» Boundary labeling entries
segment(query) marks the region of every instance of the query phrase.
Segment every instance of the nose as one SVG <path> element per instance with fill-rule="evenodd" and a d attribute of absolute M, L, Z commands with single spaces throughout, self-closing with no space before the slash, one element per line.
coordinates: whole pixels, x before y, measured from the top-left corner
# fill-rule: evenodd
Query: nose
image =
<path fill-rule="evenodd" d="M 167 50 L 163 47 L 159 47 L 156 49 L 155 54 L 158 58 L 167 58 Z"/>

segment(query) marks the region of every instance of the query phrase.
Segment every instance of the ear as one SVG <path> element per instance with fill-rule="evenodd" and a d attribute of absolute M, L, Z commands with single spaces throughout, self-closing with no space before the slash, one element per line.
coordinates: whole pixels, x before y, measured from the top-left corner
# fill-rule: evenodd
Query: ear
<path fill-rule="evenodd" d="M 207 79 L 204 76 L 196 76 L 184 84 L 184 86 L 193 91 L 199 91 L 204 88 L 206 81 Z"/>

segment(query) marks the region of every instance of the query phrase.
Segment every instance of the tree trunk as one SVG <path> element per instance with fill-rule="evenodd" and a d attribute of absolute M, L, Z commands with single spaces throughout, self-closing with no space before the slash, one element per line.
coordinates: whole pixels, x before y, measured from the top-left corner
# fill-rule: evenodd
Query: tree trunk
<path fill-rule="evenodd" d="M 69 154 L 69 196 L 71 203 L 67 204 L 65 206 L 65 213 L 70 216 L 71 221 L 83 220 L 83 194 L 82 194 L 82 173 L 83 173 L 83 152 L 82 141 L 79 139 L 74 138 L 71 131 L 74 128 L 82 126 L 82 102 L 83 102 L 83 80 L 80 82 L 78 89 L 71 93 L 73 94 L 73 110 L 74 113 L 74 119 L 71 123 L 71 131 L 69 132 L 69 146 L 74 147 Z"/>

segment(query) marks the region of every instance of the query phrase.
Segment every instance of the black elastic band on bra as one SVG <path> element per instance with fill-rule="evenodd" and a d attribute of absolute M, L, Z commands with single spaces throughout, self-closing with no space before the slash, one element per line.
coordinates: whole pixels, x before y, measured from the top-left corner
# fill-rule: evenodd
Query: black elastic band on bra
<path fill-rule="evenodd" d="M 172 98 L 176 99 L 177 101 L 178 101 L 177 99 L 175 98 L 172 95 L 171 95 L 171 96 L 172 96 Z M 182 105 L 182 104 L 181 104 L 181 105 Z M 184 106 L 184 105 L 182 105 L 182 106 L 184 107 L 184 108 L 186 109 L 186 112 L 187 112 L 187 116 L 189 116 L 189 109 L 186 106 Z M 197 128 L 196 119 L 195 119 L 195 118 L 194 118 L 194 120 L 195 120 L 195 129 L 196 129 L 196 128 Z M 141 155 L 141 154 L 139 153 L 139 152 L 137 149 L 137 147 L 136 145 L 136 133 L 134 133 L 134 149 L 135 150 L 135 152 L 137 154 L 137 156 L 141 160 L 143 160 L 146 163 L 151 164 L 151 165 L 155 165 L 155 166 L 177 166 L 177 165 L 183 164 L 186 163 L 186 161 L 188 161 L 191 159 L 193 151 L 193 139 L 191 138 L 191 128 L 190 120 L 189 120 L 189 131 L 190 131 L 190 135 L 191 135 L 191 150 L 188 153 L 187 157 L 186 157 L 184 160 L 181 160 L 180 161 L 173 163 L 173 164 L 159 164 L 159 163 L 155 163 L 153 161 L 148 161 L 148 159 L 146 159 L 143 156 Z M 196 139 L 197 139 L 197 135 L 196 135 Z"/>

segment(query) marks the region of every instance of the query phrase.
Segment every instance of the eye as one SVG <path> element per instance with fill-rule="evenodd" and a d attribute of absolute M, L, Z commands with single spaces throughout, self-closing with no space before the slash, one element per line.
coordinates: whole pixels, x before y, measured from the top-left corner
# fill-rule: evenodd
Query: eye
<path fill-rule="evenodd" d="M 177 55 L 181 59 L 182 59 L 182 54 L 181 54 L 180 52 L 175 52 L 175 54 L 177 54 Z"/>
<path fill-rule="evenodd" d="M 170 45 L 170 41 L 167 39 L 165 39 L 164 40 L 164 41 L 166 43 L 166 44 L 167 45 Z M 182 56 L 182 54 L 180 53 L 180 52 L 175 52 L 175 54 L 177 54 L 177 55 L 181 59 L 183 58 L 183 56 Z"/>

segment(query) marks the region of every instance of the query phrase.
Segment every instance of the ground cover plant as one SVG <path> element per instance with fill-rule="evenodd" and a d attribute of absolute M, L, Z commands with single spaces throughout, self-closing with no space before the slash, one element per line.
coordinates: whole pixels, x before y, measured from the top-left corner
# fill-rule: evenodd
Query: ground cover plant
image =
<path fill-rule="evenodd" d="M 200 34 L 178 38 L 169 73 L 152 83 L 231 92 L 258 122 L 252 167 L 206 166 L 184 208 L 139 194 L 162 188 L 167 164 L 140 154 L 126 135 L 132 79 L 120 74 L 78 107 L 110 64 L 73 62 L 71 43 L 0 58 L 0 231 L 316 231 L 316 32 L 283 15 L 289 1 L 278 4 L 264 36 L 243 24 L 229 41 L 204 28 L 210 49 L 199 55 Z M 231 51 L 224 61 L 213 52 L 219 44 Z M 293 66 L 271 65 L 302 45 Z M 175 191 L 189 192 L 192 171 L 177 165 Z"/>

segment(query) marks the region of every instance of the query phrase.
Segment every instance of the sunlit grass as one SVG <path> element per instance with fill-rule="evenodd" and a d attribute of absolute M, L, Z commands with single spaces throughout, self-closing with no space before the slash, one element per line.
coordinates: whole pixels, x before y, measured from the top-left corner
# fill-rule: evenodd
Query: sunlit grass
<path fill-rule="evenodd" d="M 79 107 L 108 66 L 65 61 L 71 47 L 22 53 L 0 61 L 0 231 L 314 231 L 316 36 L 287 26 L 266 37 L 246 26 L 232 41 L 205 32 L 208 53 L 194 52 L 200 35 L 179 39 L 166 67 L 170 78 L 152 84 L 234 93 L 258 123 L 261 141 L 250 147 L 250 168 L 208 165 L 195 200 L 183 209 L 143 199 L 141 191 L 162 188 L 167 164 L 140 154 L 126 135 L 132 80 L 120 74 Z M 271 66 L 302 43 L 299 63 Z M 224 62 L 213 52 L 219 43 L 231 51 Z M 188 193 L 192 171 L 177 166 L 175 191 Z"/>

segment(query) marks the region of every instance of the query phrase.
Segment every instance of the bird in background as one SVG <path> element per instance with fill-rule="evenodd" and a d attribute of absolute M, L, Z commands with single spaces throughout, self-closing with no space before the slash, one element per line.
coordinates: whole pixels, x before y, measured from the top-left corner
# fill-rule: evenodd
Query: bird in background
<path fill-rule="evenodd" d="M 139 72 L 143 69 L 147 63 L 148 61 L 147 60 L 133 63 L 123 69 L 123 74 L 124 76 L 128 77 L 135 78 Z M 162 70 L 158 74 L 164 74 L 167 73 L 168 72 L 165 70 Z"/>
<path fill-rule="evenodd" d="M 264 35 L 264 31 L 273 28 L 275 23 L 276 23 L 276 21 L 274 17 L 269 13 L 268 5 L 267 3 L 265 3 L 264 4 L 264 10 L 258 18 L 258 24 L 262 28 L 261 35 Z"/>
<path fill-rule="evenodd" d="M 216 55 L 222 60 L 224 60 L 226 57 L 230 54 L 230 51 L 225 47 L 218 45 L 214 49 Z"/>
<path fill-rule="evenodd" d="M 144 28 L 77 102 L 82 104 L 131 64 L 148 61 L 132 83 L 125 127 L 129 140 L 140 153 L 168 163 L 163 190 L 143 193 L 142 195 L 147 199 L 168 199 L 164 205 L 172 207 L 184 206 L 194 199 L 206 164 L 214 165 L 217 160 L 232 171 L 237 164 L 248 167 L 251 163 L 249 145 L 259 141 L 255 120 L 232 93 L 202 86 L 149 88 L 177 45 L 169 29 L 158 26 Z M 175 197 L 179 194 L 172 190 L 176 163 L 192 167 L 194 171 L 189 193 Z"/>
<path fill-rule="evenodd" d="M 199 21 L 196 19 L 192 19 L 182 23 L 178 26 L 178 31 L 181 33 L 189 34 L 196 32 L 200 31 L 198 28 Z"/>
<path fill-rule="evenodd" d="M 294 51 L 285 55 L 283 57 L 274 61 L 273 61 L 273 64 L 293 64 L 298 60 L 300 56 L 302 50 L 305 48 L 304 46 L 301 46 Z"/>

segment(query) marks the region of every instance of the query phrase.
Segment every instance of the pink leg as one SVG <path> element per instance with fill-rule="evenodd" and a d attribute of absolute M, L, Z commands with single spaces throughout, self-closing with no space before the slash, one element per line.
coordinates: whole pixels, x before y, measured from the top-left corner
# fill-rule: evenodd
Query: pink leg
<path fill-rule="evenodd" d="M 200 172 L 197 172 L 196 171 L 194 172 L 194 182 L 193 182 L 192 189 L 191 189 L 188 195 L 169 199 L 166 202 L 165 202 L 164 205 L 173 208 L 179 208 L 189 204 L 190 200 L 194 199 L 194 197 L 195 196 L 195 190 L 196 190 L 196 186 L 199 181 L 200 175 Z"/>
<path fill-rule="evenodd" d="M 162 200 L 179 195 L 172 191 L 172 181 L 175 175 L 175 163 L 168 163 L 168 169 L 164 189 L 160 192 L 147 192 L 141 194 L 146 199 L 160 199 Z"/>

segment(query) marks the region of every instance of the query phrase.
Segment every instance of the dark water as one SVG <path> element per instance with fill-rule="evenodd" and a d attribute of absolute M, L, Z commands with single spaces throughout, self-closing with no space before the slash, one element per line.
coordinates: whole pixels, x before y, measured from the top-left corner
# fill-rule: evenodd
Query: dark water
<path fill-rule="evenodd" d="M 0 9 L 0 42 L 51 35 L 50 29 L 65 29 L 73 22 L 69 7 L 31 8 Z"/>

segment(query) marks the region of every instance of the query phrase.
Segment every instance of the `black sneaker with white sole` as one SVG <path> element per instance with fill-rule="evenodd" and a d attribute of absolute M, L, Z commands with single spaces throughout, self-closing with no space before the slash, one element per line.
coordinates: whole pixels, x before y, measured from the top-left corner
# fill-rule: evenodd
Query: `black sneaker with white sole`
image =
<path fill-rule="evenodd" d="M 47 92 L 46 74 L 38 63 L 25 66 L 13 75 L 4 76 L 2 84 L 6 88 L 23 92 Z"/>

» Your instructions
Copy out the entries from the start through the line containing "167 50 L 163", requests included, and shift each coordinate in the answers by adding -33 to it.

» Response to this task
segment(query) marks the region of every instance of the query phrase.
Segment every instance of the nose as one SVG <path> element per instance with fill-rule="evenodd" and a d attribute of absolute M, L, Z commands with single spaces throughout, self-closing with no space before the slash, one element per line.
coordinates: whole pixels, x before y, measured from the top-left corner
# fill-rule: evenodd
Query: nose
image =
<path fill-rule="evenodd" d="M 134 17 L 130 14 L 126 14 L 123 16 L 122 21 L 125 25 L 134 25 Z"/>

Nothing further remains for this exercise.